Lay out every line of the rows below as a JSON list of strings, one string per line, skipping blank lines. Leave the pictures out of your answer.

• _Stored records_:
=======
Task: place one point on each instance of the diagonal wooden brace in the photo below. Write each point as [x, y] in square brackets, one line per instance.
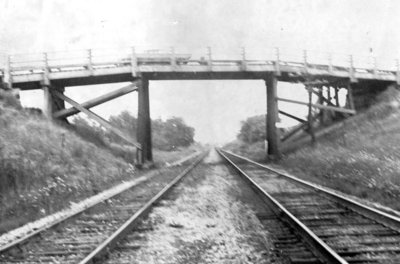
[97, 118]
[64, 113]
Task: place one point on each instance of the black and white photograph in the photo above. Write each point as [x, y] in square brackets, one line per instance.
[200, 131]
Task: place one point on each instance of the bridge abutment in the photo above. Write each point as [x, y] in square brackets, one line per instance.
[52, 103]
[273, 139]
[144, 122]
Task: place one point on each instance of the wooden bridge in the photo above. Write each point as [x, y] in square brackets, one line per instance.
[322, 76]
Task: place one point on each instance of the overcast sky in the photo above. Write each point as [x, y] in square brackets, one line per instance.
[214, 108]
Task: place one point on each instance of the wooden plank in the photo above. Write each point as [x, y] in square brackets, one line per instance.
[336, 109]
[272, 115]
[144, 121]
[96, 101]
[310, 119]
[97, 118]
[292, 116]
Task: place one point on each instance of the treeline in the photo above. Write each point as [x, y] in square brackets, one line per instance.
[166, 135]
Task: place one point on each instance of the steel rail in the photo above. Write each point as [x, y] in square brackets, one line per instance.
[383, 218]
[24, 238]
[106, 246]
[62, 219]
[319, 247]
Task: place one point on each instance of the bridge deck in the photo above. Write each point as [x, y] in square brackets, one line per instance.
[31, 74]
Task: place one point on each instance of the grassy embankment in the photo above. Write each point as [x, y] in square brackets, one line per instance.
[44, 167]
[361, 158]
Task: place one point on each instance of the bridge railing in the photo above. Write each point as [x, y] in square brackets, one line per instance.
[99, 58]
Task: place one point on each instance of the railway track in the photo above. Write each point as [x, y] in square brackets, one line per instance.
[86, 237]
[338, 229]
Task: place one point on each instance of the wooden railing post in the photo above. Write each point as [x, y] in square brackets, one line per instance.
[375, 71]
[330, 65]
[277, 62]
[243, 62]
[209, 58]
[134, 63]
[90, 61]
[351, 70]
[46, 69]
[173, 57]
[7, 73]
[305, 60]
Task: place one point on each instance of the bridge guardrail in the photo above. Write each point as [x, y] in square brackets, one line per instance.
[91, 59]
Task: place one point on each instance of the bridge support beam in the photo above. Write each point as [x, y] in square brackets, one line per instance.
[52, 103]
[273, 140]
[144, 122]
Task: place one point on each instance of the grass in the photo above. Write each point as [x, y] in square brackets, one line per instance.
[361, 158]
[44, 167]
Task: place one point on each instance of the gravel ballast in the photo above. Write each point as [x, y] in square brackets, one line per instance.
[202, 221]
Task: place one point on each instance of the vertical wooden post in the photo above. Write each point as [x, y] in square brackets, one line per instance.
[310, 118]
[90, 61]
[243, 63]
[134, 64]
[352, 71]
[209, 58]
[330, 69]
[47, 101]
[305, 61]
[337, 96]
[173, 58]
[277, 63]
[7, 73]
[397, 72]
[322, 112]
[144, 121]
[52, 103]
[350, 100]
[272, 115]
[46, 70]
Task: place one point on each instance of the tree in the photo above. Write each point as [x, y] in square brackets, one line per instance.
[253, 129]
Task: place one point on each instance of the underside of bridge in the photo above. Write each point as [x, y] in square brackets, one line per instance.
[323, 101]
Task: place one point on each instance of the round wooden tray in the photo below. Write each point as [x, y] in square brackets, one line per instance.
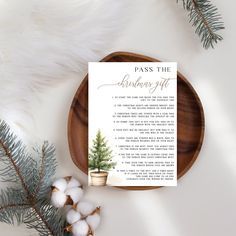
=======
• _Exercise solution_:
[
  "Task: place one point on each instance of the diagonal wooden brace in the photo below. Write each point as [x, y] in square brackets, one line per instance.",
  "[97, 118]",
  "[64, 113]",
  "Task: place one point on each instance of the black and white photograph in the photo above. Write each point as [x, y] in square brackets, one line per instance.",
  "[200, 131]",
  "Task: place one point on each instance of the bridge abutment in the photo above. Write each point as [x, y] in square brackets, one line per instance.",
  "[52, 103]",
  "[273, 139]",
  "[144, 122]",
  "Task: place one point on each instance of the wooden bridge in the photo above. Write each point as [x, y] in square brackets, one line per instance.",
  "[322, 76]",
  "Task: place one point on each instance of the overcast sky in the photo above. Write each point as [x, y] in square brackets, one line per instance.",
  "[214, 108]",
  "Task: place one point on each instance of the wooden plank in the photo above. Write each point as [x, y] in square brackets, one line per instance.",
  "[336, 109]",
  "[272, 115]",
  "[144, 121]",
  "[96, 101]",
  "[310, 119]",
  "[97, 118]",
  "[292, 116]",
  "Task: place one point on each instance of the treeline in the photo above. Write each point as [x, y] in square brackets, one line per instance.",
  "[166, 135]",
  "Task: place one point on each instance of the steel rail in the photo above. Write each point as [x, y] in square brackets, one line per instance.",
  "[383, 218]",
  "[24, 238]",
  "[106, 246]",
  "[62, 219]",
  "[319, 247]",
  "Task: place one point on each instance of the bridge deck in the photo above. Write each point as [x, y] in square brackets, one line per instance.",
  "[31, 74]",
  "Task: place one point on each instance of the grassy embankment in the photo above. Write each point as [x, y] in square brackets, one line per instance.",
  "[44, 167]",
  "[361, 158]",
  "Task: place one point on each instance of the bridge railing in the photo above. Write each point as [x, y] in square brackets, one line per instance.",
  "[99, 58]",
  "Task: place one point on each instance of the railway track in the photo above. Write each point as [x, y] in square brackets, one line per instance.",
  "[86, 237]",
  "[338, 229]",
  "Task: place one point on each instance of the wooden railing post in the photo above. Write each point as [x, y] in square brackets, one line per instance.",
  "[375, 71]",
  "[330, 65]",
  "[277, 62]",
  "[243, 62]",
  "[209, 58]",
  "[134, 63]",
  "[90, 61]",
  "[351, 70]",
  "[46, 69]",
  "[173, 57]",
  "[7, 73]",
  "[305, 60]",
  "Task: place one point on each instance of the bridge guardrail in the photo above. Write each point as [x, y] in square brackets, one line per instance.",
  "[91, 59]",
  "Task: place one point on each instance of the bridge support beam in the photo above. Write each point as [x, y] in square brackets, one line per instance.",
  "[52, 103]",
  "[273, 140]",
  "[144, 122]",
  "Task: place one point on each instance of the grass in the photo above. Write each point as [x, y] in square brackets, one line per instance.",
  "[361, 158]",
  "[44, 167]",
  "Task: place one point on each instance of the gravel ballast in the photo above. Write each point as [x, y] in square brackets, one line per instance.",
  "[202, 221]",
  "Task: place one point on each instance of the vertical wooden post in the photo above. Write each point as [x, y] in square brackets, one line per instance.",
  "[310, 118]",
  "[90, 61]",
  "[243, 63]",
  "[134, 64]",
  "[352, 71]",
  "[209, 58]",
  "[330, 69]",
  "[47, 101]",
  "[305, 61]",
  "[337, 96]",
  "[173, 58]",
  "[277, 63]",
  "[7, 73]",
  "[397, 72]",
  "[322, 112]",
  "[144, 121]",
  "[52, 103]",
  "[350, 100]",
  "[272, 115]",
  "[46, 70]",
  "Task: place one point on each instance of the tree in the photo above. Write each point as [x, y] in square brackets, one line per instance.",
  "[253, 129]",
  "Task: place one point on each instance of the underside of bridge in the photo above. Write each point as [x, y] in square brackets, one line per instance.",
  "[323, 101]",
  "Task: place one point on each instance of the round wooden tray in the photo below. Write each point as [x, y] in square brackets, one line per instance."
]